» **DIRECTIONS**
Count how many lines in the items below contain the string "each", with case counting. Reply with the number alone.

» **SUPPLIED MATERIAL**
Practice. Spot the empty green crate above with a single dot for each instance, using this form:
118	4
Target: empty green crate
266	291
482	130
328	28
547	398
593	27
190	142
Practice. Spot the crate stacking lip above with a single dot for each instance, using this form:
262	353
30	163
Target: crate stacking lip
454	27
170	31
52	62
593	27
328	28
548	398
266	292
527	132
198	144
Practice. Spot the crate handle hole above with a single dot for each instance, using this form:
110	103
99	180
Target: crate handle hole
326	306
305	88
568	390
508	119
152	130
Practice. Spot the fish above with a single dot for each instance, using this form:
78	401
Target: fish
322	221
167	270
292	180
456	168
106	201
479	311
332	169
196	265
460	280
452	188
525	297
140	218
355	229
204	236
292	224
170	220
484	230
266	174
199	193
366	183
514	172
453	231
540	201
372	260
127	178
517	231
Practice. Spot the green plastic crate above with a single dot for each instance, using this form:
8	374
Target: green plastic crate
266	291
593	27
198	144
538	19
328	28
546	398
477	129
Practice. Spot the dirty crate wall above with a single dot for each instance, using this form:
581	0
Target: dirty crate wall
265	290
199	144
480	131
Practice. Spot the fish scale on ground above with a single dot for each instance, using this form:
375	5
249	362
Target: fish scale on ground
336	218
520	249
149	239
...
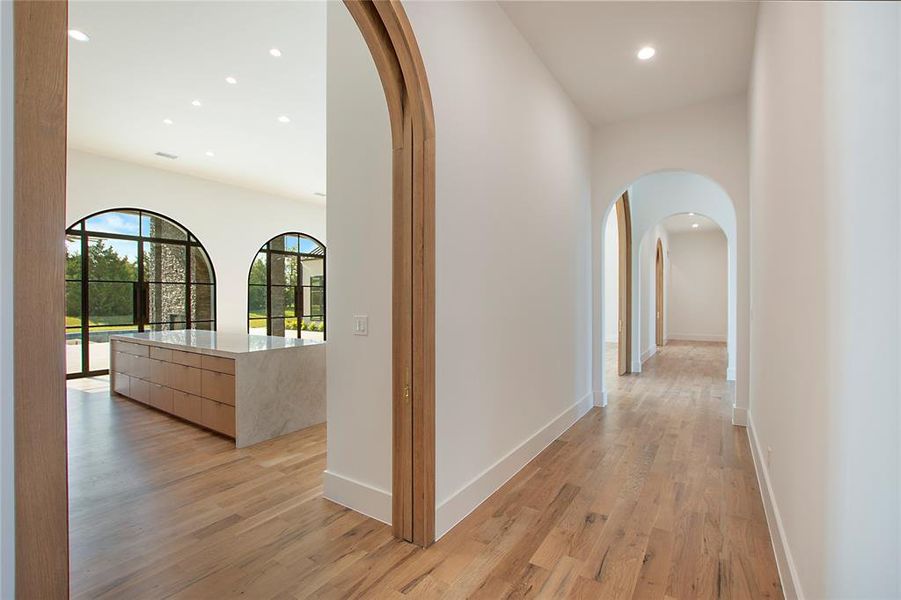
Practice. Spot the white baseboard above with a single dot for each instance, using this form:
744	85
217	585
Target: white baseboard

» **FULL ANSWER**
8